Named-object pointing records
****************************************
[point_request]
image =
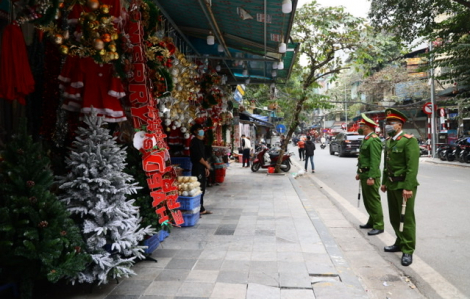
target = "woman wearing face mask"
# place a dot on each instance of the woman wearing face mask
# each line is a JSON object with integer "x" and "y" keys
{"x": 201, "y": 168}
{"x": 400, "y": 182}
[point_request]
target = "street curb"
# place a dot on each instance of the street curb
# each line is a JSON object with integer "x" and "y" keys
{"x": 439, "y": 287}
{"x": 347, "y": 275}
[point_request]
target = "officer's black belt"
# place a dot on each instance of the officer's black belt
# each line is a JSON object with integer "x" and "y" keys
{"x": 396, "y": 178}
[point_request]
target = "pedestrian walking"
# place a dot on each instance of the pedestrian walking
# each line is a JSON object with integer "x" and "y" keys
{"x": 400, "y": 182}
{"x": 301, "y": 145}
{"x": 368, "y": 172}
{"x": 201, "y": 168}
{"x": 246, "y": 143}
{"x": 309, "y": 153}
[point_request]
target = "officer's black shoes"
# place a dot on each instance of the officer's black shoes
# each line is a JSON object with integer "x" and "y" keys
{"x": 375, "y": 232}
{"x": 392, "y": 248}
{"x": 406, "y": 259}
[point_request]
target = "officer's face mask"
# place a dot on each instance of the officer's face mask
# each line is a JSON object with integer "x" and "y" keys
{"x": 390, "y": 129}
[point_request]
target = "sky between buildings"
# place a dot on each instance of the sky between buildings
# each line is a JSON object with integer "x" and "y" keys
{"x": 358, "y": 8}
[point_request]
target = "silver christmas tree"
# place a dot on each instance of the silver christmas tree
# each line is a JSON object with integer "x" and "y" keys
{"x": 95, "y": 192}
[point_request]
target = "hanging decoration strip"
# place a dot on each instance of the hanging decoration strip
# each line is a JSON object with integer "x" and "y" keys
{"x": 150, "y": 137}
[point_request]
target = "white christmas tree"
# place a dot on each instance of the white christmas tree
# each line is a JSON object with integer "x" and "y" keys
{"x": 95, "y": 189}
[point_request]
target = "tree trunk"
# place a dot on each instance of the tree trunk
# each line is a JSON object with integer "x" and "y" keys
{"x": 294, "y": 124}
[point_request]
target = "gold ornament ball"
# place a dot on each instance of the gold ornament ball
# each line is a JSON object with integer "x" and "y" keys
{"x": 58, "y": 39}
{"x": 104, "y": 9}
{"x": 106, "y": 38}
{"x": 93, "y": 4}
{"x": 64, "y": 49}
{"x": 98, "y": 44}
{"x": 91, "y": 17}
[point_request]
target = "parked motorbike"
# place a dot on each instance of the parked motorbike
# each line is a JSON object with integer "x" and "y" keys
{"x": 443, "y": 152}
{"x": 464, "y": 155}
{"x": 266, "y": 157}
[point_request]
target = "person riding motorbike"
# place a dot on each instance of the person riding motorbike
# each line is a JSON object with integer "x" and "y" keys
{"x": 323, "y": 142}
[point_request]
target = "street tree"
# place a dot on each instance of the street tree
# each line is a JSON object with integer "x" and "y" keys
{"x": 412, "y": 19}
{"x": 325, "y": 34}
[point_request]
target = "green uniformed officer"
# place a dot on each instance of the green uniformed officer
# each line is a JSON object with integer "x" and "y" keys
{"x": 368, "y": 171}
{"x": 400, "y": 182}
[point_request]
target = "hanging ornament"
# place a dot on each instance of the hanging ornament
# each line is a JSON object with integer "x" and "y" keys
{"x": 112, "y": 48}
{"x": 93, "y": 4}
{"x": 104, "y": 9}
{"x": 58, "y": 39}
{"x": 98, "y": 44}
{"x": 64, "y": 49}
{"x": 106, "y": 37}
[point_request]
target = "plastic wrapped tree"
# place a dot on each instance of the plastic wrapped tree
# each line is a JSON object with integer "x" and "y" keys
{"x": 38, "y": 239}
{"x": 95, "y": 191}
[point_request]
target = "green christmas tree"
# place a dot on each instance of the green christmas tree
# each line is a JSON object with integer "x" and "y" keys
{"x": 38, "y": 239}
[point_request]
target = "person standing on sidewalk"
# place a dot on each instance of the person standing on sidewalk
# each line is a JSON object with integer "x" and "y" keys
{"x": 246, "y": 151}
{"x": 301, "y": 145}
{"x": 400, "y": 182}
{"x": 201, "y": 168}
{"x": 309, "y": 152}
{"x": 368, "y": 172}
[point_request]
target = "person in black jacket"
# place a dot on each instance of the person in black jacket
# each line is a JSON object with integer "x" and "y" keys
{"x": 201, "y": 168}
{"x": 309, "y": 152}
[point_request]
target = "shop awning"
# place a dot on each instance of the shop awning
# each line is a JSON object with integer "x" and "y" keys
{"x": 247, "y": 32}
{"x": 255, "y": 119}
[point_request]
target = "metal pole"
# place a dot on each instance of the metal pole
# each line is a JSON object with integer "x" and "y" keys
{"x": 345, "y": 108}
{"x": 433, "y": 105}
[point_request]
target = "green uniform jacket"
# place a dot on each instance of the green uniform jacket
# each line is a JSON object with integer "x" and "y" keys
{"x": 370, "y": 154}
{"x": 401, "y": 161}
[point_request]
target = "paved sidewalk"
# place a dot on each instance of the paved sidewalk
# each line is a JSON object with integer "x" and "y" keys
{"x": 265, "y": 240}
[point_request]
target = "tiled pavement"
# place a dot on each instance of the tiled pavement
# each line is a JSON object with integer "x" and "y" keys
{"x": 260, "y": 242}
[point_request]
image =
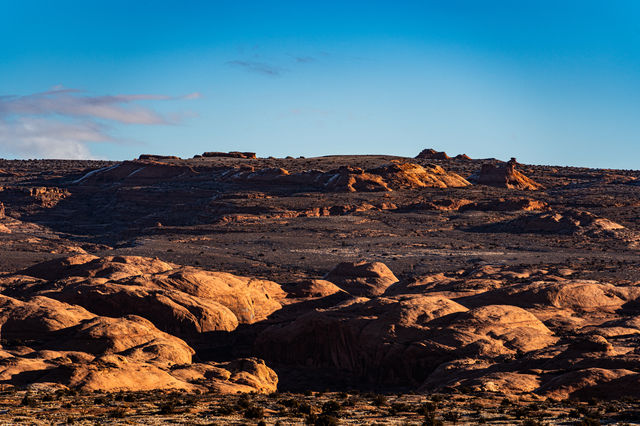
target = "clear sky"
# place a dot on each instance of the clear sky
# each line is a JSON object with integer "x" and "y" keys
{"x": 549, "y": 82}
****************************************
Without the pictures, repeat all the records word for word.

[point_request]
image =
target = "woman wearing face mask"
# place a dot on each instance of the woman wearing face mask
# each line is a JSON object with integer "x" and "y" keys
{"x": 201, "y": 168}
{"x": 400, "y": 182}
[point_request]
target = "street curb"
# place a dot on each instance of the street curb
# each line is a JSON object with integer "x" and "y" keys
{"x": 439, "y": 287}
{"x": 347, "y": 275}
[point_request]
target = "officer's black belt"
# place a dot on each instance of the officer's black belt
# each line is a JSON object with integer "x" and "y" keys
{"x": 396, "y": 178}
[point_request]
target = "pedestrian walking"
# place a dot on each instance of the pedestrian walking
# each line is a JSON object with integer "x" and "y" keys
{"x": 400, "y": 182}
{"x": 301, "y": 145}
{"x": 368, "y": 172}
{"x": 201, "y": 168}
{"x": 246, "y": 143}
{"x": 309, "y": 153}
[point_request]
target = "officer's black shoes"
# place a dot on each instance of the officer's black shoes
# each line is a JSON object with integer "x" and "y" keys
{"x": 375, "y": 232}
{"x": 392, "y": 248}
{"x": 406, "y": 259}
[point_request]
target = "officer's face mask"
# place a dot on each instance of the officer's face mask
# each line is a JSON object with integer "x" and "y" keys
{"x": 390, "y": 129}
[point_request]
target = "sky between buildings"
# place a dot on each instance of the sky between buildings
# each line is a JSON object with integer "x" and "y" keys
{"x": 358, "y": 8}
[point_request]
target = "silver christmas tree"
# place a dot on each instance of the silver christmas tree
# each line is a JSON object with integer "x" and "y" keys
{"x": 95, "y": 192}
[point_request]
target = "hanging decoration strip"
# place a dot on each instance of the hanging decoration strip
# each line is a JSON object with integer "x" and "y" keys
{"x": 150, "y": 137}
[point_request]
target = "white christmas tree"
# place a dot on each instance of the white christmas tree
# each line is a JSON object with integer "x" and "y" keys
{"x": 95, "y": 189}
[point_request]
target = "tree trunk"
# place a dot on each instance of the tree trunk
# each line is a JSON object with integer "x" and "y" keys
{"x": 294, "y": 124}
[point_request]
target = "gold ornament ball"
# place a dot on each instance of the gold ornament ball
# each line is a JSON object with integer "x" and "y" keys
{"x": 58, "y": 39}
{"x": 104, "y": 9}
{"x": 106, "y": 38}
{"x": 93, "y": 4}
{"x": 64, "y": 49}
{"x": 98, "y": 44}
{"x": 91, "y": 17}
[point_request]
target = "parked motorbike"
# place a dot on each instance of the parked motorbike
# each line is a JSON object with integer "x" and "y" keys
{"x": 443, "y": 152}
{"x": 464, "y": 155}
{"x": 266, "y": 157}
[point_request]
target = "person riding motorbike"
# place a dot on each instance of the person riding motorbike
# each line is a JSON object with integer "x" and "y" keys
{"x": 323, "y": 142}
[point_request]
target = "street tree"
# place a dot on each instance of the street tree
# each line is a JSON object with integer "x" and "y" keys
{"x": 412, "y": 19}
{"x": 325, "y": 34}
[point_request]
target = "green uniformed officer"
# place a dot on each instance of the green uniformed officer
# each line is a JSON object with integer "x" and "y" keys
{"x": 368, "y": 171}
{"x": 400, "y": 182}
[point_request]
target = "hanging ornament"
# place a dot on each instance of the hanging ornament
# each line is a JSON object with integer "x" and "y" keys
{"x": 112, "y": 48}
{"x": 93, "y": 4}
{"x": 104, "y": 9}
{"x": 58, "y": 39}
{"x": 98, "y": 44}
{"x": 64, "y": 49}
{"x": 106, "y": 37}
[point_request]
target = "plastic wrapped tree"
# place a dot on each instance of the plastic wrapped tree
# each line is a JSON object with integer "x" and "y" keys
{"x": 38, "y": 239}
{"x": 95, "y": 191}
[point_request]
target = "green christmas tree"
# place a dot on each instance of the green christmas tree
# each line is a JSON object with integer "x" and "y" keys
{"x": 38, "y": 239}
[point_request]
target = "person standing on sidewalk"
# place a dot on each instance of the person standing on sidewalk
# each line is a JSON object with integer "x" and "y" keys
{"x": 246, "y": 151}
{"x": 301, "y": 145}
{"x": 400, "y": 182}
{"x": 201, "y": 168}
{"x": 309, "y": 152}
{"x": 368, "y": 172}
[point_request]
target = "person in black jacket"
# place a dot on each instance of the person in black jacket
# each line is a JSON object with integer "x" and "y" keys
{"x": 201, "y": 168}
{"x": 309, "y": 152}
[point_request]
target = "shop awning"
# place a dot on each instance of the shop awning
# each line is a JSON object with integer "x" and "y" keys
{"x": 247, "y": 32}
{"x": 255, "y": 119}
[point_request]
target = "metal pole"
# place a dot on each instance of the metal pole
# each line is a JSON object with integer "x" and "y" keys
{"x": 345, "y": 108}
{"x": 433, "y": 105}
[point_request]
target = "green uniform jacket"
# place a dot on each instance of the green uniform jacket
# each line is a JSON object with integer "x" and "y" keys
{"x": 370, "y": 154}
{"x": 401, "y": 161}
[point_request]
target = "paved sidewalk"
# place a dot on each instance of the paved sidewalk
# each line is a JSON object with integer "x" and "y" keys
{"x": 265, "y": 240}
[point_request]
target = "tiled pavement"
# place a dot on each instance of the tiled pavement
# each line is a JSON object with integer "x" and "y" keys
{"x": 260, "y": 242}
[point_request]
image =
target = "clear sky"
# place a dot on each instance of the clear sky
# each line is a JSON object with integer "x" and "y" keys
{"x": 549, "y": 82}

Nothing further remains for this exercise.